* _EXERCISE_
Copy out the entries below, replacing each "positive clicks" with "include points" and changing nothing else. Leave the pictures out.

* _MATERIAL PROVIDED_
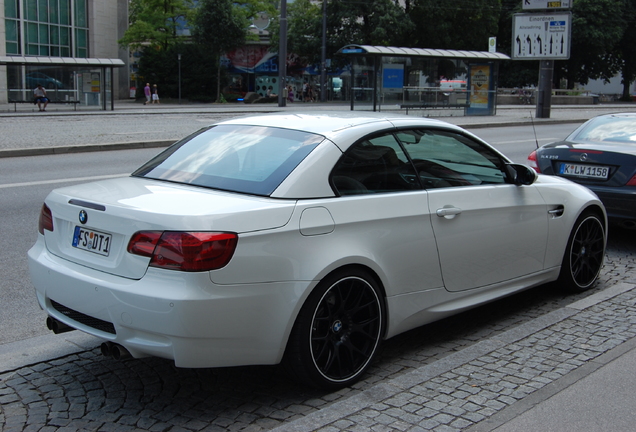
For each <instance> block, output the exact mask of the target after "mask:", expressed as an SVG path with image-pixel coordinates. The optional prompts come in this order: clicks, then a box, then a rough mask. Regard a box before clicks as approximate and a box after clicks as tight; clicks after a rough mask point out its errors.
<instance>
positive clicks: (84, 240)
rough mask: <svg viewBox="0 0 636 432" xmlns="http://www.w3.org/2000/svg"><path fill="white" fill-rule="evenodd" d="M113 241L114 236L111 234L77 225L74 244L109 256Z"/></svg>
mask: <svg viewBox="0 0 636 432" xmlns="http://www.w3.org/2000/svg"><path fill="white" fill-rule="evenodd" d="M112 242H113V236H112V235H111V234H107V233H103V232H99V231H94V230H90V229H86V228H84V227H81V226H76V227H75V231H74V233H73V242H72V246H73V247H76V248H78V249H82V250H86V251H89V252H93V253H96V254H99V255H104V256H108V254H109V253H110V246H111V243H112Z"/></svg>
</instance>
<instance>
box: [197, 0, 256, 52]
mask: <svg viewBox="0 0 636 432" xmlns="http://www.w3.org/2000/svg"><path fill="white" fill-rule="evenodd" d="M192 24H193V28H192V30H193V36H194V40H195V41H196V42H197V43H199V44H203V45H205V46H207V47H208V49H209V50H211V51H213V52H214V53H215V54H216V55H218V56H220V55H221V54H223V53H225V52H227V51H230V50H232V49H234V48H237V47H240V46H242V45H244V44H245V41H246V39H247V29H248V27H249V25H250V22H249V20H248V19H247V17H246V16H245V14H244V13H243V12H242V10H241V9H240V8H235V6H234V5H233V2H232V0H199V4H198V7H197V10H196V13H195V15H194V19H193V20H192Z"/></svg>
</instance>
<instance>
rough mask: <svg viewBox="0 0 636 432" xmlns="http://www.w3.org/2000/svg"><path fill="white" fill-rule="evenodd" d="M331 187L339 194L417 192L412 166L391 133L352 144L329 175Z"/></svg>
mask: <svg viewBox="0 0 636 432" xmlns="http://www.w3.org/2000/svg"><path fill="white" fill-rule="evenodd" d="M331 184H332V186H333V188H334V189H335V191H336V192H337V193H338V194H339V195H355V194H365V193H384V192H398V191H407V190H413V189H420V184H419V181H418V179H417V175H416V174H415V171H414V170H413V165H412V164H411V163H410V161H409V160H408V158H407V157H406V155H405V154H404V151H403V150H402V147H401V146H400V144H399V143H398V142H397V141H396V139H395V137H394V136H393V134H385V135H380V136H375V137H371V138H367V139H364V140H362V141H359V142H358V143H356V144H354V145H353V146H352V147H351V148H350V149H349V150H347V152H346V153H345V154H344V155H343V156H342V158H341V159H340V160H339V161H338V163H337V164H336V166H335V167H334V169H333V171H332V172H331Z"/></svg>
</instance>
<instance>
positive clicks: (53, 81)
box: [0, 56, 125, 110]
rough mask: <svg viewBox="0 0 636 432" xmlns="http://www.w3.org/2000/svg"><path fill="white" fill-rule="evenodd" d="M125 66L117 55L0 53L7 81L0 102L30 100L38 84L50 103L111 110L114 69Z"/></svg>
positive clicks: (28, 100) (0, 66)
mask: <svg viewBox="0 0 636 432" xmlns="http://www.w3.org/2000/svg"><path fill="white" fill-rule="evenodd" d="M124 66H125V64H124V62H123V61H122V60H120V59H101V58H71V57H23V56H0V76H2V75H5V77H4V78H5V79H6V83H7V86H6V93H5V94H0V102H2V103H9V104H13V106H14V110H17V106H18V104H21V103H33V90H34V89H35V87H37V85H38V84H41V85H42V86H43V87H44V88H45V89H46V94H47V97H48V98H49V100H50V102H49V103H54V104H66V105H69V106H73V108H74V109H77V105H80V106H82V107H84V106H85V107H89V108H90V107H94V108H97V109H100V108H101V109H103V110H107V109H108V107H110V109H111V110H114V109H115V101H114V92H113V74H114V69H115V68H120V67H124ZM2 69H4V71H2ZM1 72H4V73H1Z"/></svg>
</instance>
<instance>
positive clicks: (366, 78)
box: [338, 45, 510, 115]
mask: <svg viewBox="0 0 636 432" xmlns="http://www.w3.org/2000/svg"><path fill="white" fill-rule="evenodd" d="M338 54H339V55H343V56H347V57H349V58H350V61H351V79H350V80H349V84H350V88H349V89H348V90H349V93H350V97H351V99H350V100H351V110H352V111H353V110H367V111H368V110H373V111H383V110H384V111H387V110H395V109H399V110H406V112H407V113H408V111H409V110H414V109H423V110H433V109H435V110H438V109H446V110H451V109H452V110H456V111H457V110H459V111H461V112H462V114H463V115H495V114H496V106H497V100H496V99H497V80H498V62H499V61H500V60H510V57H508V56H507V55H505V54H501V53H498V52H488V51H457V50H441V49H427V48H399V47H387V46H373V45H347V46H345V47H343V48H341V49H340V50H338Z"/></svg>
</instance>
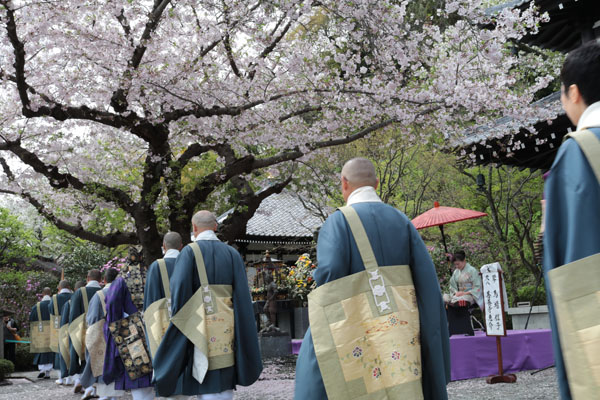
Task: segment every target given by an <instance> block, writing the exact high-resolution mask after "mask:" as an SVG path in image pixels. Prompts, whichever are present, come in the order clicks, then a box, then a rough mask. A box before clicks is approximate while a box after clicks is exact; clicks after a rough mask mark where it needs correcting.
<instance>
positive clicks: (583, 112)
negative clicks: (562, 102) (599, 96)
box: [577, 101, 600, 131]
mask: <svg viewBox="0 0 600 400" xmlns="http://www.w3.org/2000/svg"><path fill="white" fill-rule="evenodd" d="M593 127H600V101H597V102H595V103H592V104H591V105H590V106H589V107H588V108H586V109H585V111H584V112H583V114H581V117H579V123H578V124H577V130H578V131H580V130H582V129H586V128H593Z"/></svg>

* _TASK RESULT_
For each <instance> block, output the exact mask of the target after "mask:", expressed as an SVG path with image-pixel coordinates. The optional prompts come in this order: clicks, then a box, then a rough mask. Regard a box before clicks as approximate and a box after clicks as tight; clicks after a rough mask point out its errors.
<instance>
include points: (84, 240)
rough mask: <svg viewBox="0 0 636 432" xmlns="http://www.w3.org/2000/svg"><path fill="white" fill-rule="evenodd" d="M113 241L114 236L111 234L77 225L74 244L109 256Z"/></svg>
mask: <svg viewBox="0 0 636 432" xmlns="http://www.w3.org/2000/svg"><path fill="white" fill-rule="evenodd" d="M112 242H113V236H112V235H111V234H107V233H103V232H99V231H94V230H90V229H86V228H84V227H81V226H76V227H75V231H74V233H73V242H72V246H73V247H76V248H78V249H82V250H86V251H89V252H93V253H96V254H99V255H104V256H108V254H109V253H110V246H111V243H112Z"/></svg>
</instance>
<instance>
box: [197, 0, 256, 52]
mask: <svg viewBox="0 0 636 432" xmlns="http://www.w3.org/2000/svg"><path fill="white" fill-rule="evenodd" d="M192 24H193V28H192V30H193V36H194V40H195V41H196V42H197V43H199V44H203V45H205V46H207V47H208V49H209V50H211V51H213V52H214V53H215V54H216V55H218V56H220V55H221V54H223V53H225V52H227V51H230V50H232V49H234V48H237V47H240V46H242V45H244V44H245V41H246V39H247V29H248V27H249V25H250V22H249V20H248V19H247V17H246V16H245V14H244V13H243V12H242V10H241V9H240V8H235V6H234V5H233V2H232V0H199V4H198V7H197V10H196V13H195V15H194V19H193V20H192Z"/></svg>
</instance>
<instance>
rough mask: <svg viewBox="0 0 636 432" xmlns="http://www.w3.org/2000/svg"><path fill="white" fill-rule="evenodd" d="M331 187L339 194L417 192L412 166L391 133L352 144L329 175Z"/></svg>
mask: <svg viewBox="0 0 636 432" xmlns="http://www.w3.org/2000/svg"><path fill="white" fill-rule="evenodd" d="M331 184H332V186H333V188H334V189H335V191H336V192H337V193H338V194H339V195H355V194H365V193H384V192H398V191H407V190H413V189H420V184H419V181H418V179H417V175H416V174H415V171H414V170H413V165H412V164H411V163H410V161H409V160H408V158H407V157H406V155H405V154H404V151H403V150H402V147H401V146H400V144H399V143H398V142H397V141H396V139H395V137H394V136H393V134H385V135H380V136H375V137H371V138H367V139H364V140H362V141H359V142H358V143H356V144H354V145H353V146H352V147H351V148H350V149H349V150H347V152H346V153H345V154H344V155H343V156H342V158H341V159H340V160H339V161H338V163H337V164H336V166H335V167H334V169H333V171H332V172H331Z"/></svg>
</instance>
<instance>
include points: (53, 81)
box: [0, 56, 125, 110]
rough mask: <svg viewBox="0 0 636 432" xmlns="http://www.w3.org/2000/svg"><path fill="white" fill-rule="evenodd" d="M125 66L117 55L0 53L7 81L0 102L30 100L38 84L50 103L111 110L114 69Z"/></svg>
include points: (28, 100) (0, 66)
mask: <svg viewBox="0 0 636 432" xmlns="http://www.w3.org/2000/svg"><path fill="white" fill-rule="evenodd" d="M124 66H125V64H124V62H123V61H122V60H120V59H101V58H71V57H23V56H0V76H2V75H5V77H4V78H5V79H6V83H7V86H6V93H5V94H0V102H2V103H9V104H13V106H14V110H17V106H18V104H21V103H33V90H34V89H35V87H37V85H38V84H41V85H42V86H43V87H44V88H45V89H46V94H47V97H48V98H49V100H50V102H49V103H54V104H66V105H69V106H73V108H74V109H77V105H80V106H82V107H84V106H85V107H89V108H90V107H94V108H97V109H100V108H101V109H103V110H107V109H108V107H110V109H111V110H114V109H115V101H114V92H113V74H114V69H115V68H120V67H124ZM2 69H4V71H2ZM1 72H4V73H1Z"/></svg>
</instance>
<instance>
include points: (366, 78)
box: [338, 45, 510, 115]
mask: <svg viewBox="0 0 636 432" xmlns="http://www.w3.org/2000/svg"><path fill="white" fill-rule="evenodd" d="M338 54H339V55H343V56H347V57H349V58H350V61H351V79H350V80H349V84H350V88H349V89H348V90H349V93H350V97H351V99H350V100H351V110H352V111H353V110H367V111H368V110H373V111H383V110H384V111H387V110H395V109H399V110H406V112H407V113H408V111H409V110H414V109H423V110H433V109H435V110H438V109H446V110H451V109H452V110H456V111H457V110H459V111H461V112H462V114H463V115H495V114H496V106H497V100H496V99H497V80H498V62H499V61H500V60H510V57H508V56H507V55H505V54H501V53H498V52H488V51H457V50H441V49H427V48H399V47H387V46H373V45H347V46H345V47H343V48H341V49H340V50H338Z"/></svg>
</instance>
Task: segment every target given by an <instance> block, writing the exact high-resolution mask after "mask:" as an SVG path in image pixels. Prompts, whichever are present, come in the order clicks, then a box, then a rough mask. A box before clicks is approximate while a box after clicks is exact; clicks after a rough mask mark where it needs correcting.
<instance>
include points: (583, 112)
negative clicks: (562, 102) (599, 96)
box: [577, 101, 600, 131]
mask: <svg viewBox="0 0 600 400" xmlns="http://www.w3.org/2000/svg"><path fill="white" fill-rule="evenodd" d="M593 127H600V101H597V102H595V103H592V104H591V105H590V106H589V107H588V108H586V109H585V111H584V112H583V114H581V117H579V123H578V124H577V130H578V131H580V130H582V129H586V128H593Z"/></svg>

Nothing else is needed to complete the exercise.